## Prompt
Which of the lines below contain the word "gray"? Report each one in full, copied word for word.

## Given data
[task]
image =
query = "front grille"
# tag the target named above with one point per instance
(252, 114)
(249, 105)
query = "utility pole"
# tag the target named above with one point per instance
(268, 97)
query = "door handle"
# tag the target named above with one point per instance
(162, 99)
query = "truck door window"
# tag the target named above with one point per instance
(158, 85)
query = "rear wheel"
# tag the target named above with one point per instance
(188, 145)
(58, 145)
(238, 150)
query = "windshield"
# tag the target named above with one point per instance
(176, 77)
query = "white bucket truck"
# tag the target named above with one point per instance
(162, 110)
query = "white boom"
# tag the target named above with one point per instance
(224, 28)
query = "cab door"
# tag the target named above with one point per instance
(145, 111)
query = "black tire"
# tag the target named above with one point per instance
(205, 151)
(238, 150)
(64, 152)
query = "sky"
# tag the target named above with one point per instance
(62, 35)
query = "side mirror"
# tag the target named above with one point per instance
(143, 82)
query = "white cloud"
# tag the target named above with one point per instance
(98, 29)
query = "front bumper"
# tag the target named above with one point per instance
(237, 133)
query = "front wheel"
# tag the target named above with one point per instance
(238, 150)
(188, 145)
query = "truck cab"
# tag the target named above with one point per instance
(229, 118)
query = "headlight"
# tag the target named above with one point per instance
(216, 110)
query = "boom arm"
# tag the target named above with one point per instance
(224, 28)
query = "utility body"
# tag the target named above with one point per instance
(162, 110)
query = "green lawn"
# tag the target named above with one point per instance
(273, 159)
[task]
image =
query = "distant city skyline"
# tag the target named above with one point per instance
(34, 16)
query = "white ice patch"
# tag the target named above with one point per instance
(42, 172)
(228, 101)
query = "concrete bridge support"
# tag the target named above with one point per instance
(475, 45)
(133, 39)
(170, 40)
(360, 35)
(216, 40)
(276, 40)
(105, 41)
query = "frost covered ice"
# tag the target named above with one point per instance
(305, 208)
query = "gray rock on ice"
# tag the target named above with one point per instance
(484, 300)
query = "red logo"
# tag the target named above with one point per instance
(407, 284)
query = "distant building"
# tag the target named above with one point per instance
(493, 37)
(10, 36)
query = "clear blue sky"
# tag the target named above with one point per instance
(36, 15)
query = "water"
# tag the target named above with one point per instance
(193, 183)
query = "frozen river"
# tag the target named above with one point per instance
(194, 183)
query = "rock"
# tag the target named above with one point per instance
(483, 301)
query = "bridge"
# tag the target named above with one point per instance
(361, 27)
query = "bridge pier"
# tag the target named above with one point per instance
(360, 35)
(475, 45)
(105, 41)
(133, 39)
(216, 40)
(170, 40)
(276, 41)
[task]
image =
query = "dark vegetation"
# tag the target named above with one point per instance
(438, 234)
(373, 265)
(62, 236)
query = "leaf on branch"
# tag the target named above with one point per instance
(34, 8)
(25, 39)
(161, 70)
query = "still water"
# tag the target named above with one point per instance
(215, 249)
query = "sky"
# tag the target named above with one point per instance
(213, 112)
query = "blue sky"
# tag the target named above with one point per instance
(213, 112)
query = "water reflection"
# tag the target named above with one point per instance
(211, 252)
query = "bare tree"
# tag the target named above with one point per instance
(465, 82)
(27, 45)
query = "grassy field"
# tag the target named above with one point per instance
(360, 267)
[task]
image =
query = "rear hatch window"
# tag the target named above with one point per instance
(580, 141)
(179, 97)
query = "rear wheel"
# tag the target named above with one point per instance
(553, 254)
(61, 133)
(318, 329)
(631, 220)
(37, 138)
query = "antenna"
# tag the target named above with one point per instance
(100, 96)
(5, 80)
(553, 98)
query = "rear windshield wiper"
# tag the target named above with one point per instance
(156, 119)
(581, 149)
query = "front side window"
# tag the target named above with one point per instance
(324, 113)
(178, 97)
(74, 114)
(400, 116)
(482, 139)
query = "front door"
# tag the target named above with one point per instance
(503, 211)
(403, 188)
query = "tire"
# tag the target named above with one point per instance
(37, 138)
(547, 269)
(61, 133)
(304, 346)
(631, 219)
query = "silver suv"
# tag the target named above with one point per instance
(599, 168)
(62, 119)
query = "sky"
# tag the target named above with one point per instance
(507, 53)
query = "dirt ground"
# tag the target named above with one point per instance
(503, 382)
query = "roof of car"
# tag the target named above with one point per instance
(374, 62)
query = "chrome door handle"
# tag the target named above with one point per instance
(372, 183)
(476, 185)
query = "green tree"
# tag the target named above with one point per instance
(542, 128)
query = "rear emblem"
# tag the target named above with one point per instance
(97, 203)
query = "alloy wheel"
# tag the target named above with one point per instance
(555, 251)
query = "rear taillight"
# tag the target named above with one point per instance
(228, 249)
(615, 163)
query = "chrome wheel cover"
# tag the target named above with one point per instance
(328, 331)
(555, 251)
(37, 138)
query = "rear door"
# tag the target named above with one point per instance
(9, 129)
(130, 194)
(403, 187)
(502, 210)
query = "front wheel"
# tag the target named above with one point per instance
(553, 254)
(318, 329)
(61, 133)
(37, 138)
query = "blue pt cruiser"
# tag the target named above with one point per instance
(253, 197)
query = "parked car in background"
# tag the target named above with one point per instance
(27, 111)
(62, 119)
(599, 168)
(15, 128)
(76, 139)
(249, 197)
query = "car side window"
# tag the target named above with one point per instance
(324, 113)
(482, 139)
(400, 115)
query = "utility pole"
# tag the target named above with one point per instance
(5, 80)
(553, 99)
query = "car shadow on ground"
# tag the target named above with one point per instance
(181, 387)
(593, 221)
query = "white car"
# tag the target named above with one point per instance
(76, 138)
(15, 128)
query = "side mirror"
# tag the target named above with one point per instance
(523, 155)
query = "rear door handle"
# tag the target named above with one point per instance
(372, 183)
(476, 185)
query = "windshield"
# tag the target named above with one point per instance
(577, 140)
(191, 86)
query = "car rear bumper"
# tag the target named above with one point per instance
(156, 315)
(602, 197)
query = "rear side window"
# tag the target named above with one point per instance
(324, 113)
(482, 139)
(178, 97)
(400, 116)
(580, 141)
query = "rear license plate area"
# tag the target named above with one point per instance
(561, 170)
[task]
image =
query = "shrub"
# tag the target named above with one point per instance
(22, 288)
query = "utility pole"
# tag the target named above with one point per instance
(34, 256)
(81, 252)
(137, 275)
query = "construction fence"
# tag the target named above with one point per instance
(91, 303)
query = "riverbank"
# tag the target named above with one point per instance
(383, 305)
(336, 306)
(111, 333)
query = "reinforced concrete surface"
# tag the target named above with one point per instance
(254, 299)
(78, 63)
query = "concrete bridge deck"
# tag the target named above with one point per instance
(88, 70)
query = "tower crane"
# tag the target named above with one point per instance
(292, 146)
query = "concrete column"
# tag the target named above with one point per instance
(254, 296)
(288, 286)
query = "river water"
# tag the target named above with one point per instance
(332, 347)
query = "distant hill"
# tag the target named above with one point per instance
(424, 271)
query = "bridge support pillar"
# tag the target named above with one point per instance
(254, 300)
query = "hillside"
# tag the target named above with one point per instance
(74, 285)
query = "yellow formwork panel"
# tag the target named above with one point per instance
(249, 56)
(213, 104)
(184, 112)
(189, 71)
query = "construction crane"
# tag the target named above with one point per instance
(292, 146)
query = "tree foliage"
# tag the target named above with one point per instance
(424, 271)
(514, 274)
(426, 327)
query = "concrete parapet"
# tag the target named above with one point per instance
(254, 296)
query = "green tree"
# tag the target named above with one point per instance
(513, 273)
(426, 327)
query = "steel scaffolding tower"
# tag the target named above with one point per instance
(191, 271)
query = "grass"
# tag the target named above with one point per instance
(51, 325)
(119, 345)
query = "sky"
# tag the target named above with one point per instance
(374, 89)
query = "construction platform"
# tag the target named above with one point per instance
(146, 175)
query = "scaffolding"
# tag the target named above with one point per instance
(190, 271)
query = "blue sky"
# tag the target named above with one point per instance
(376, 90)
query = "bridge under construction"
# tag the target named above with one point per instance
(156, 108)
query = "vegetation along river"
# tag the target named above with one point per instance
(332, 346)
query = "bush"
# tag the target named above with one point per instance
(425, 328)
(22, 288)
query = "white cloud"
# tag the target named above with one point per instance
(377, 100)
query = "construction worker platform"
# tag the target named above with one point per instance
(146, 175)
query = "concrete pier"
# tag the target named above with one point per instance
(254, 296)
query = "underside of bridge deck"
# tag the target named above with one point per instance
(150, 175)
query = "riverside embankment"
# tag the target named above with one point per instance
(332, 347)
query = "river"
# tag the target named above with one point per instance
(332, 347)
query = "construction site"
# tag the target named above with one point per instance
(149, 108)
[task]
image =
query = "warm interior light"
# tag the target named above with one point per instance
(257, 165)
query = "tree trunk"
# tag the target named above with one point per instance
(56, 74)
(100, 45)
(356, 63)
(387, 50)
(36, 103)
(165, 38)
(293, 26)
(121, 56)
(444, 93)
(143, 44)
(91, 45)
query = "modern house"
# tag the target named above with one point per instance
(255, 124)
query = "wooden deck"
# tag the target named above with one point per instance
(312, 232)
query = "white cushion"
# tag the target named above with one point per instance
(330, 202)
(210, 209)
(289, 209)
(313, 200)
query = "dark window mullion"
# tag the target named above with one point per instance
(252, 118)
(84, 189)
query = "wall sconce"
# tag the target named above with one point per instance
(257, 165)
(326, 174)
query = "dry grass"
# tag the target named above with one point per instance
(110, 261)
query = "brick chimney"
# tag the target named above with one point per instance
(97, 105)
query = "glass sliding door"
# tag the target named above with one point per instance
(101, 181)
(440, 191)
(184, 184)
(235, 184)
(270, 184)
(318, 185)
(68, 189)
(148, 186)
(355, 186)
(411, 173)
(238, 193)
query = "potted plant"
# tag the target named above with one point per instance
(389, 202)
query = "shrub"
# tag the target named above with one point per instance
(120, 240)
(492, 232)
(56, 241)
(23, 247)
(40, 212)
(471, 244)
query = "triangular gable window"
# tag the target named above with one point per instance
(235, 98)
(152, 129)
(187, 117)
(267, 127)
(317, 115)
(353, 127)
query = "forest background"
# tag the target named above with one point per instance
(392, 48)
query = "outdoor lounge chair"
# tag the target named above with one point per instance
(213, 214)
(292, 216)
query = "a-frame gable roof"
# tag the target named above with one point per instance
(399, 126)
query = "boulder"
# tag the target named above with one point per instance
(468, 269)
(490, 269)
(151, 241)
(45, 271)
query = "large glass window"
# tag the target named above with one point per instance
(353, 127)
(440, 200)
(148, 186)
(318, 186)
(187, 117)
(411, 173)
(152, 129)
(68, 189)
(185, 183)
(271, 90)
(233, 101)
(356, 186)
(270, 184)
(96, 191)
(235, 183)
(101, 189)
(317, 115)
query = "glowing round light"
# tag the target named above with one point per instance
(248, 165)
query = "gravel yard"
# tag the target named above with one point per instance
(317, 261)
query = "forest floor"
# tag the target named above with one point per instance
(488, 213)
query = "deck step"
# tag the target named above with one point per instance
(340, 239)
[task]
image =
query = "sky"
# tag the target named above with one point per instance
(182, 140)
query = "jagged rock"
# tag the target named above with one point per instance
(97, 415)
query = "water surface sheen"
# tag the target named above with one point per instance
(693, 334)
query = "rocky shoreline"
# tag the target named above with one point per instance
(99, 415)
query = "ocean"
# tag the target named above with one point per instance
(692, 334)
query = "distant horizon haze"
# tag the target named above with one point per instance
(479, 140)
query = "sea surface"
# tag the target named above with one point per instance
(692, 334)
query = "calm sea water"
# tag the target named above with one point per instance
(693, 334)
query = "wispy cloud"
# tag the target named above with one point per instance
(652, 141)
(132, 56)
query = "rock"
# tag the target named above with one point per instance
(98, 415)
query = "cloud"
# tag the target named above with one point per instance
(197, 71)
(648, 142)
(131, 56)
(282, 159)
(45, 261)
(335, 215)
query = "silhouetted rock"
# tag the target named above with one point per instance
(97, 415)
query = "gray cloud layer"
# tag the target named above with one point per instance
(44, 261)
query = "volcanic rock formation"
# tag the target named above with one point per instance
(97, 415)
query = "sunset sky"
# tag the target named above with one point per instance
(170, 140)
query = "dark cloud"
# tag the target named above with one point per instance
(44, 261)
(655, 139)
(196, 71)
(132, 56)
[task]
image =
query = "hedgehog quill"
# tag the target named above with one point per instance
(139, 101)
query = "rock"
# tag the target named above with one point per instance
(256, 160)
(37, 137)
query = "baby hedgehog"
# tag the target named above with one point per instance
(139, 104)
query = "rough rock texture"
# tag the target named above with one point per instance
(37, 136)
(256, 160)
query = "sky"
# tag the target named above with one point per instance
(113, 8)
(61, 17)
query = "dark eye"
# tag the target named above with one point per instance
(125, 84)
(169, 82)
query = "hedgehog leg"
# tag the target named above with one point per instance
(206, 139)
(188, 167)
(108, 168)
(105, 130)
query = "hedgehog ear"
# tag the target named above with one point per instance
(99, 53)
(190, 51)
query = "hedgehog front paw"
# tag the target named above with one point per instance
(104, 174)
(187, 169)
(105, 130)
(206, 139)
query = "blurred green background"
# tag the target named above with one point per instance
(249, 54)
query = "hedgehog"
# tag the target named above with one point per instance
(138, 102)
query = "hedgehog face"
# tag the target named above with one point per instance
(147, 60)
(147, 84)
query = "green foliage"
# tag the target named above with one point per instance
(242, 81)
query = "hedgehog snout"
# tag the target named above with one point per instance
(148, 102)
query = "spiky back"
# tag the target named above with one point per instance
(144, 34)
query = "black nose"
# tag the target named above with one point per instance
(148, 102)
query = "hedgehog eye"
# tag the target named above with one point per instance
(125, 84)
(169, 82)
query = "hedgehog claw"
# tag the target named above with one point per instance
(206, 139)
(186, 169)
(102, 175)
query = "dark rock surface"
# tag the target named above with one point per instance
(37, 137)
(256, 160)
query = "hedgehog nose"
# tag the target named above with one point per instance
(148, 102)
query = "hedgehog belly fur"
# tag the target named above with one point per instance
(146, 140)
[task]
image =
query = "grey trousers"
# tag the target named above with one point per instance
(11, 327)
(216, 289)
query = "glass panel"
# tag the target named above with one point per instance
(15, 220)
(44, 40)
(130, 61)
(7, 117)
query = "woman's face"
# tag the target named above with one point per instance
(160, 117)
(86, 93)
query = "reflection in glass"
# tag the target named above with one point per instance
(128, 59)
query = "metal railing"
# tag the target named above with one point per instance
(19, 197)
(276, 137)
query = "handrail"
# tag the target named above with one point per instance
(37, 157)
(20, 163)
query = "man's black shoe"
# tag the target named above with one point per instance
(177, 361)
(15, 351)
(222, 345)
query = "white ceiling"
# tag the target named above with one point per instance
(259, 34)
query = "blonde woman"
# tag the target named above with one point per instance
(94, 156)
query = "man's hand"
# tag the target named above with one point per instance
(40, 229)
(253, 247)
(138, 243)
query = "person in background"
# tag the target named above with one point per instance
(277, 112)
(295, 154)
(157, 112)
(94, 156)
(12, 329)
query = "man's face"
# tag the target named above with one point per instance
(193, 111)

## The solution
query = "gray rock on ice"
query = "gray cloud layer"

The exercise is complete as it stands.